▶ [Exercise directions]: Copy exactly the lines from the first line of the records below through the line containing "fill-rule: evenodd", including both, and nothing else.

▶ [Exercise data]:
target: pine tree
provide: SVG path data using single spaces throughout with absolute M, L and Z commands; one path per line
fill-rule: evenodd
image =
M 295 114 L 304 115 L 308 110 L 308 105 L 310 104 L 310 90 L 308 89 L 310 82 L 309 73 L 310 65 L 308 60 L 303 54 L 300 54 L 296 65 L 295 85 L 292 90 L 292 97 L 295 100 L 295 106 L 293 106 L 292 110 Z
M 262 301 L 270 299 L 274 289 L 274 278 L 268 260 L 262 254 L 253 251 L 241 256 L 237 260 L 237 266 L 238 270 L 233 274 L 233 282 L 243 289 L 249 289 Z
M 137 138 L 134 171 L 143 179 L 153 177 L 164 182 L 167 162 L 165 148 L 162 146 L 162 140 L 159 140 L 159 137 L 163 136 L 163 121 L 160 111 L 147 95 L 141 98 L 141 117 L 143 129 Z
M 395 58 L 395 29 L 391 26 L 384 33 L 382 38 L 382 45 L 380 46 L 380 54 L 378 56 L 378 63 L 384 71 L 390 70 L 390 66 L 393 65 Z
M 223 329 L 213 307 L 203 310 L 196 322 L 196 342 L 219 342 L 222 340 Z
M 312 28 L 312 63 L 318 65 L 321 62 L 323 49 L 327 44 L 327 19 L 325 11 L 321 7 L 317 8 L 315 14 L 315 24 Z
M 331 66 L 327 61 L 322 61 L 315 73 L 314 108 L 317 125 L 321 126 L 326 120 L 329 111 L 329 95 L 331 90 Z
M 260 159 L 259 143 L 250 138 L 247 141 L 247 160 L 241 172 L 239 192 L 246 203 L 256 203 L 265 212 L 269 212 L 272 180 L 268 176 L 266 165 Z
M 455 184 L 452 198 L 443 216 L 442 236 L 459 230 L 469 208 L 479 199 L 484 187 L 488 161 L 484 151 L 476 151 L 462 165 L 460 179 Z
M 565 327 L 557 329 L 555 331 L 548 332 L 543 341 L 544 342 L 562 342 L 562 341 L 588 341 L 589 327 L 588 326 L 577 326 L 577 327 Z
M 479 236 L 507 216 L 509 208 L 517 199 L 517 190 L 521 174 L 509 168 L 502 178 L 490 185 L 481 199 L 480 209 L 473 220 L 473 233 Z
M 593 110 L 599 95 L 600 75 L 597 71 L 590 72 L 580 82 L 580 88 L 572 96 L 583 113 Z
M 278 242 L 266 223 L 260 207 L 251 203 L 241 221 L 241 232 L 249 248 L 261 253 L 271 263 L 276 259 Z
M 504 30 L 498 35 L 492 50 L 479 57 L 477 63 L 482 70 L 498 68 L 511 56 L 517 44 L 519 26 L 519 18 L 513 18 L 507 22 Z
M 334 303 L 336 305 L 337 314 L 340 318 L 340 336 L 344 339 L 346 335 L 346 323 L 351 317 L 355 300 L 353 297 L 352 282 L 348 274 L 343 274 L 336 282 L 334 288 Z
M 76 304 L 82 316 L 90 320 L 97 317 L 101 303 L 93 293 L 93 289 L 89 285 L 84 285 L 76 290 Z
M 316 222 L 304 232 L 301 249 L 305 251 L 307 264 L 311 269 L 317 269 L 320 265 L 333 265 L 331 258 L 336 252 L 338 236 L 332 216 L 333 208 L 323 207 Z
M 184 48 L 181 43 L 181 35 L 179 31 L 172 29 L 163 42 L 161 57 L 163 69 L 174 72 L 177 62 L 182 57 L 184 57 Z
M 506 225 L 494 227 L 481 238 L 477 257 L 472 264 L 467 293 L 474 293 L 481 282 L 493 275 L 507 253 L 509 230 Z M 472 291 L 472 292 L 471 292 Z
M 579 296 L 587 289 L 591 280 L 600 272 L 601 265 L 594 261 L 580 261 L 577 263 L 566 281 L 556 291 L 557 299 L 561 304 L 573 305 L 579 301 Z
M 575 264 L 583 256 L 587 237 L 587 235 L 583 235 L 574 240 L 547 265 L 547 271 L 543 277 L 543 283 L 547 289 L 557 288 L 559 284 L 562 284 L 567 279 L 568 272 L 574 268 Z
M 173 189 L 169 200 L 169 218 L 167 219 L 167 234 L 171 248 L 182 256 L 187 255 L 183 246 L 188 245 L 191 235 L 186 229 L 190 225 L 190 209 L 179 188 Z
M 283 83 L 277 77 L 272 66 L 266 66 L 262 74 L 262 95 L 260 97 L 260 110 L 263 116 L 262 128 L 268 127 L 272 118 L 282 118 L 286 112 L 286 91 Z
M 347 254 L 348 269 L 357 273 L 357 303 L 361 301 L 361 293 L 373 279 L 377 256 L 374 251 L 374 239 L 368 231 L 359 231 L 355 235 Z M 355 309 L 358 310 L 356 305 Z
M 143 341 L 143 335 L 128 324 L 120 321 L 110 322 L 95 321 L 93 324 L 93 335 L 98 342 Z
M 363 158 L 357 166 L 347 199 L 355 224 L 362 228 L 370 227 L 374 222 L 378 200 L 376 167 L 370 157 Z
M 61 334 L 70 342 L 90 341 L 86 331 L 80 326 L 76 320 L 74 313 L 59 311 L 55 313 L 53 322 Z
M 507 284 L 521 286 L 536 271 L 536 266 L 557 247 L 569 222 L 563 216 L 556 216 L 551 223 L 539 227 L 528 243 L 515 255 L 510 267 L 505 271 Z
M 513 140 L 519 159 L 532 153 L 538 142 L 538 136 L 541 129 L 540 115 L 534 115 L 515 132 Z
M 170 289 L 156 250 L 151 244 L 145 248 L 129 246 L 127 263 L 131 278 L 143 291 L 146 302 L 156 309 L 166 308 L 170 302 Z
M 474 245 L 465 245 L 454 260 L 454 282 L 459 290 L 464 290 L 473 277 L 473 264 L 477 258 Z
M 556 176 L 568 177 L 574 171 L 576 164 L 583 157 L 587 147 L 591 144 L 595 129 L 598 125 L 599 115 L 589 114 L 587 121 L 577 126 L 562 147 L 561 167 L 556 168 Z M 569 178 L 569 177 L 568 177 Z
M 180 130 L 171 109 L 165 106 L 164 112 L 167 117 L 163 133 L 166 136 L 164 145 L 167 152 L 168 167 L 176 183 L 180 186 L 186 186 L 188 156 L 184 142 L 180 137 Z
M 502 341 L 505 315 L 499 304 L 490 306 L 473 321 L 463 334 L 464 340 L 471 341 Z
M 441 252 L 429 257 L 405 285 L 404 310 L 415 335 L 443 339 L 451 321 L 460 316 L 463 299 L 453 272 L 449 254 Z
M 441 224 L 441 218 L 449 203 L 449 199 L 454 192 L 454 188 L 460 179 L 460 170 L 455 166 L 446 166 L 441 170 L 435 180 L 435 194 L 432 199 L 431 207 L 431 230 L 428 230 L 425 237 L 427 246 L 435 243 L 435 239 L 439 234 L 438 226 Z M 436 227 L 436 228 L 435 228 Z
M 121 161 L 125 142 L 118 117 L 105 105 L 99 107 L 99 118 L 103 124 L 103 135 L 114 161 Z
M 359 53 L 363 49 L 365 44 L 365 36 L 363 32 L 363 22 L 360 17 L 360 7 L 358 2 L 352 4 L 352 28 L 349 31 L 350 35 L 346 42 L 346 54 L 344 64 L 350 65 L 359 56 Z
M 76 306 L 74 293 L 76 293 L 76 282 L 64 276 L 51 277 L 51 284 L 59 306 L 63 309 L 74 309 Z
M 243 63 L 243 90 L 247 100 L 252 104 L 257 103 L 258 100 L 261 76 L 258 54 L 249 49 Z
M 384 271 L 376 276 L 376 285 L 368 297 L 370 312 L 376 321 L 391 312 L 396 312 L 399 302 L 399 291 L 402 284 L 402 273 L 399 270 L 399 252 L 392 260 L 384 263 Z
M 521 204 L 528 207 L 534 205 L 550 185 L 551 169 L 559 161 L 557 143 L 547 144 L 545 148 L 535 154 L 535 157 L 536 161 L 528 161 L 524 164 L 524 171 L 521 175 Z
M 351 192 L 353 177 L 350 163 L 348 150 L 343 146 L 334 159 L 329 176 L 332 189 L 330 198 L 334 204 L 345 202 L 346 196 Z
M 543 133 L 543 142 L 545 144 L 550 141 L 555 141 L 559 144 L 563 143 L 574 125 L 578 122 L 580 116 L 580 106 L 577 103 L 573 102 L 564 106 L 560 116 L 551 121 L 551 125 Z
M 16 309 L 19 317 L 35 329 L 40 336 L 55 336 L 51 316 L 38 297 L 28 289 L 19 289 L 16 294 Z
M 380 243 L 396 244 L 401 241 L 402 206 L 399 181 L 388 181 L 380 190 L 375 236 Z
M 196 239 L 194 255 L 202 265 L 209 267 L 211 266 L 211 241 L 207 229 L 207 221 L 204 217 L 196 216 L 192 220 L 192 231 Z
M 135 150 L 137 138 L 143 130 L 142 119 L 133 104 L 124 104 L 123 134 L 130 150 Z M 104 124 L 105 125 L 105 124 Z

▶ [Result of the exercise]:
target: pine tree
provide: SVG path data using single spaces throughout with absolute M, L and Z commands; one path per line
fill-rule: evenodd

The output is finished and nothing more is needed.